■ Your goal ■
This task calls for every entry below to be repeated exactly.

________________________

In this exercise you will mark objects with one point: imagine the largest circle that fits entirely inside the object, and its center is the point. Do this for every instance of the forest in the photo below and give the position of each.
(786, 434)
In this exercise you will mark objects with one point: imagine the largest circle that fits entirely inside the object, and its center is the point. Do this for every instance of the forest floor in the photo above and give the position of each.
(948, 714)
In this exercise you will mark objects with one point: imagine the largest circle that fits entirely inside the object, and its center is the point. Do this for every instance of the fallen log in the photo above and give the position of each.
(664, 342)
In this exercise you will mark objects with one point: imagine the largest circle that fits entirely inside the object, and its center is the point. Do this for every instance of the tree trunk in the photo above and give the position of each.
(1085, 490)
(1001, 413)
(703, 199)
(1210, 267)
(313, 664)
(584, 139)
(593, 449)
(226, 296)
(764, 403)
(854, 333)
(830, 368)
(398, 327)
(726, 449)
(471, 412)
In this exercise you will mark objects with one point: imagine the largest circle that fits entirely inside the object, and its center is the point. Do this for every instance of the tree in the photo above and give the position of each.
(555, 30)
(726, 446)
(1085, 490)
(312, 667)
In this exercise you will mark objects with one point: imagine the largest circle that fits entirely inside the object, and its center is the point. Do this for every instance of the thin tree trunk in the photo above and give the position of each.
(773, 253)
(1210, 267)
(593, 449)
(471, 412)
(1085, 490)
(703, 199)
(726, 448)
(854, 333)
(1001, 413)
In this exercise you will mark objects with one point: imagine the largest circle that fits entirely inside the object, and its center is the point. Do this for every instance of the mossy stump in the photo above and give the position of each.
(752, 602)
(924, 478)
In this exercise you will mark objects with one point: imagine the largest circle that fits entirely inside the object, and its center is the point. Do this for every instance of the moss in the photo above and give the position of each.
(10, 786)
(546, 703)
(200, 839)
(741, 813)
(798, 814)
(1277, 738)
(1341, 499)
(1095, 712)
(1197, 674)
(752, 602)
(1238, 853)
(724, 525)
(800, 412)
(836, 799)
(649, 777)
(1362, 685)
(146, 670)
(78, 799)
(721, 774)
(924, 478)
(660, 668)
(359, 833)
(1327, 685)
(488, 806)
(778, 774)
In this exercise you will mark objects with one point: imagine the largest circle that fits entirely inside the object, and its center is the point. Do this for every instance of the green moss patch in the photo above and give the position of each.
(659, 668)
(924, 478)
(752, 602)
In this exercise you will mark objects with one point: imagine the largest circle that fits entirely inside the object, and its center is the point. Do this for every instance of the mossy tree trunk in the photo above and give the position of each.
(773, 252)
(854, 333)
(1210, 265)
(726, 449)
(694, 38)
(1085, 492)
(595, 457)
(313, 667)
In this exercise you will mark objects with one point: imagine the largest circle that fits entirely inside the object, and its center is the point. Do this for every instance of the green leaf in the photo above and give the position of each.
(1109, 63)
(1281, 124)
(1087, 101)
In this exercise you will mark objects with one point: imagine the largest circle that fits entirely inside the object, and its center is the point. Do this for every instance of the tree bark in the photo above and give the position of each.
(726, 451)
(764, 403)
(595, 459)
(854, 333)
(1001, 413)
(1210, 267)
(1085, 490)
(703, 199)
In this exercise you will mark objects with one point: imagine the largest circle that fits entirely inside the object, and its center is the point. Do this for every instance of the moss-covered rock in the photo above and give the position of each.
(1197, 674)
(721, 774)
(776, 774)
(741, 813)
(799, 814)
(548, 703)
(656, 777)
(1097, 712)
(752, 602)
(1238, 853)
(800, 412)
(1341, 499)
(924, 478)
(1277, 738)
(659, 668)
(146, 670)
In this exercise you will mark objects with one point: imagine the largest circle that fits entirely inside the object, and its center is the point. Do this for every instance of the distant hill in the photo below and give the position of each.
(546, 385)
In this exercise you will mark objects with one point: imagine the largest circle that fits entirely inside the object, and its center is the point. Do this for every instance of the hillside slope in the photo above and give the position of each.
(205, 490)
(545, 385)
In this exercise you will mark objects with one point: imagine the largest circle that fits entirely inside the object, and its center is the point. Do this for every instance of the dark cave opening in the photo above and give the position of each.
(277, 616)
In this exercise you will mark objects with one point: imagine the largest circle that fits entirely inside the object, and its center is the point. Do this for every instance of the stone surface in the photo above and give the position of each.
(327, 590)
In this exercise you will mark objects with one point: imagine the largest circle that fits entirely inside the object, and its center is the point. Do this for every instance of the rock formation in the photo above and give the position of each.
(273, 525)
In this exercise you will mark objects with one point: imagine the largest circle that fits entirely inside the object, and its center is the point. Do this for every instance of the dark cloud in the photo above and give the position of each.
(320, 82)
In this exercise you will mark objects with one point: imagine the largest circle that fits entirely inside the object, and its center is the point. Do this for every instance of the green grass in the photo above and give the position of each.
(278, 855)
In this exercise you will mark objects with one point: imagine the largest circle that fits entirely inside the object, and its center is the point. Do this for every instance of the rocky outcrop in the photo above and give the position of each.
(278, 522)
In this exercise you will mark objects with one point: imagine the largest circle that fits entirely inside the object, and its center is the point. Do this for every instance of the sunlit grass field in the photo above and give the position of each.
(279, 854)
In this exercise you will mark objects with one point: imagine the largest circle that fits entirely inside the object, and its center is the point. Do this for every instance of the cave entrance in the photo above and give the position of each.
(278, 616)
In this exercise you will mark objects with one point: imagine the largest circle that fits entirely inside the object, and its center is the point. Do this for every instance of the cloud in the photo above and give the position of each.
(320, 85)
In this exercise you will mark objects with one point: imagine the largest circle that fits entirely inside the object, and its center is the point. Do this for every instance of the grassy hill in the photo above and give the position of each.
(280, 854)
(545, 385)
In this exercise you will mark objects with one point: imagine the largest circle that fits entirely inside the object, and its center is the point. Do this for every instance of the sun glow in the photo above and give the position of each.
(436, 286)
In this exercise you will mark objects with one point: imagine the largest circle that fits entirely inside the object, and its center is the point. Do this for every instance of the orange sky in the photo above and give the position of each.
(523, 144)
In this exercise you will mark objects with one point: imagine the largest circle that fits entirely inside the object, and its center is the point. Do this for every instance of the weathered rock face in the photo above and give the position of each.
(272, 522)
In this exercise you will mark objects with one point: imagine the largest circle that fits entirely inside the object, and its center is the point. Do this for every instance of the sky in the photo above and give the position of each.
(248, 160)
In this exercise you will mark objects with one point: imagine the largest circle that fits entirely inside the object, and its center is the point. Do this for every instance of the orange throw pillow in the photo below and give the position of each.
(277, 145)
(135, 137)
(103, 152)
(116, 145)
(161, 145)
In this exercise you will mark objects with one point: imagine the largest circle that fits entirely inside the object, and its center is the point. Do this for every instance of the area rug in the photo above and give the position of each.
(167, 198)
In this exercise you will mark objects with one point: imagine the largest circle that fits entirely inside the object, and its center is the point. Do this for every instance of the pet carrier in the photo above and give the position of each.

________________________

■ Result of this exercise ■
In this exercise you will mark objects with one point: imagine the largest circle that fits entirely inside the object, and its center is the point. Do this for every instance of the forest in the photo below and give the position of each.
(786, 434)
In this exercise you will mark objects with one point: imagine the largest circle that fits entirely inside the object, and its center is the point. Do this for every instance of the forest floor in the photo above and give the position of each.
(948, 714)
In this exercise you will mark objects with one point: imagine the largest circle that fits entirely inside the object, and its center is the point. Do this for every instance of the fallen log in the photo above and give the position of each.
(664, 342)
In this exercise you will mark objects with one point: imagine the largest circle that fits entirely inside the object, and its center is the point. Do this for every instance of the tree trunk in the photo above and give the position of each.
(1085, 490)
(1001, 413)
(703, 199)
(1210, 267)
(313, 664)
(584, 139)
(593, 449)
(226, 296)
(764, 403)
(854, 333)
(830, 368)
(398, 327)
(726, 449)
(471, 412)
In this exercise you will mark objects with one point: imagine the largest circle that fits entirely inside the object, and its center is the point. Do this for every instance of the tree in the photo above and give the position of each.
(555, 30)
(726, 446)
(1085, 490)
(312, 667)
In this exercise you will mark objects with one point: imagine the largest circle that fits entirely inside the object, and its center is the point. Do this for every instance of the thin tree trunk in the photo above and give the position of each.
(773, 253)
(1210, 267)
(593, 449)
(471, 412)
(1085, 490)
(703, 199)
(726, 448)
(854, 333)
(1001, 413)
In this exercise you will mark objects with one point: imagine the largest circle that fits entirely inside the object, and its center is the point. Do this for every instance of the mossy stump in the photo above and give the position of each.
(752, 602)
(924, 478)
In this exercise you will mark objects with one point: imagine the largest circle that fits entirely inside the object, and its center is the point. Do this for every instance of the moss in the photo above and give the position of each.
(10, 786)
(546, 703)
(200, 839)
(741, 813)
(798, 814)
(1277, 738)
(1341, 499)
(1095, 712)
(1197, 674)
(752, 602)
(1238, 853)
(724, 525)
(800, 412)
(836, 799)
(649, 777)
(1362, 685)
(146, 670)
(78, 799)
(721, 774)
(924, 478)
(660, 668)
(359, 833)
(1327, 685)
(488, 806)
(778, 774)
In this exercise you will mark objects with one point: imagine the largest circle that fits entirely inside the object, and its center is the point. Do this for every instance of the green moss patch in the photo above and give the position of each.
(659, 668)
(924, 478)
(752, 602)
In this exercise you will mark objects with one point: imagine the largest circle that fits entirely inside the object, and its center is the point. Do this for every instance of the mossy tree trunk in the photo above and give the position of each.
(773, 252)
(854, 333)
(1210, 265)
(726, 449)
(694, 38)
(1085, 492)
(595, 457)
(313, 667)
In this exercise you will mark objects with one point: imagine the largest circle that fits entirely inside the object, and its center is the point. Do this for every instance of the green leaf in the photo above and give the position of each.
(1109, 63)
(1281, 124)
(1087, 101)
In this exercise you will mark objects with one point: imagine the largest circle that fits entirely inside the object, and its center is the point. Do this for every instance of the tree bark in the photo above and give the position of each.
(726, 451)
(764, 403)
(595, 459)
(854, 333)
(1001, 413)
(1210, 267)
(1085, 490)
(703, 199)
In this exercise you will mark objects with one point: imagine the largest circle that fits entirely inside the object, and its center is the point. Do this for every instance of the moss-covered rock in the photo above and give the position of each.
(1197, 674)
(721, 774)
(776, 774)
(741, 813)
(799, 814)
(548, 703)
(656, 777)
(1097, 712)
(752, 602)
(1238, 853)
(800, 412)
(1341, 499)
(924, 478)
(1277, 738)
(659, 668)
(146, 670)
In this exercise you will mark objects with one point: imagine the largest circle that fits entirely inside the object, and its center is the point. Do this for every instance of the distant hill in the photo below and give the position of each.
(546, 385)
In this exercise you will mark objects with one point: imagine the largest circle that fits entirely inside the object, and its center is the point. Do this for every instance of the hillside slope in the photo above and give the position of each.
(205, 490)
(545, 385)
In this exercise you will mark objects with one point: imagine the largest circle that fits entirely inside the object, and its center is the point. Do this for every instance of the dark cave opening in the photo above and give the position of each.
(277, 616)
In this exercise you will mark objects with one point: imagine the largest circle that fits entirely inside the object, and its center is the point. Do this for every instance of the stone surface in the photo above and give the position of each.
(327, 590)
In this exercise you will mark objects with one point: imagine the largest circle that fits entirely inside the object, and its center is the point. Do this for every instance of the rock formation in the photo above and give the position of each.
(273, 525)
In this exercise you will mark objects with one point: imagine the largest circle that fits entirely inside the object, and its center is the point. Do this for every instance of the dark cloud in the photo above and give the position of each.
(320, 82)
In this exercise you will mark objects with one point: imagine the largest circle that fits entirely inside the object, and its center is the point. Do this for every instance of the green grass in the photo above and give the position of each.
(278, 855)
In this exercise you will mark objects with one point: imagine the largest circle that fits entirely inside the object, and its center is the point. Do this for every instance of the rocky outcrop in the photo above and give the position of each.
(278, 522)
In this exercise you will mark objects with one point: imagine the largest circle that fits entirely inside the object, and its center is the point. Do this for every instance of the sunlit grass field in the photo above and give the position of each.
(279, 854)
In this exercise you will mark objects with one point: imagine the largest circle that fits entirely inside the object, and its center is the point. Do this for every instance of the cave entrance in the photo above and give the position of each.
(278, 616)
In this exercise you will mark objects with one point: imagine the largest circle that fits entirely inside the object, and its center is the point. Do this for every instance of the cloud in the photo above and give the position of each.
(320, 85)
In this exercise you will mark objects with one point: imagine the largest circle that fits entirely inside the object, and its center is the point. Do this for every instance of the grassy hill in the photo above and give the position of each.
(280, 854)
(545, 385)
In this exercise you will mark objects with one point: imagine the largest circle that fits entirely inside the object, and its center is the point. Do this for every instance of the sun glow in the photo above and give the position of each.
(436, 286)
In this exercise you will mark objects with one point: imagine the largest circle that fits entirely inside the object, and its center is the point. Do this for every instance of the orange sky in the photo above and give the position of each.
(523, 144)
In this exercise you will mark objects with one point: imagine the largest circle that fits entirely inside the object, and its center is the point. Do this for every instance of the weathered rock face in the photo above and give the position of each.
(272, 522)
In this exercise you will mark objects with one point: imagine the largest circle that fits entirely inside the object, and its center is the point. Do this for every instance of the sky in the photo above and give the position of each.
(248, 160)
In this exercise you will mark objects with one point: imagine the largest circle that fits entirely inside the object, and its center is the point. Do this for every instance of the orange throw pillow in the photo below and give the position of each.
(277, 145)
(135, 137)
(103, 152)
(116, 145)
(161, 145)
In this exercise you will mark objects with one point: imagine the largest circle that fits entirely inside the object, and its center is the point. Do this for every instance of the area rug in the photo above and give the position of each.
(167, 198)
In this exercise you will mark objects with one point: imagine the largest circle that fits entirely inside the object, and its center is the point. Do this for every instance of the pet carrier in the photo above and give the position of each.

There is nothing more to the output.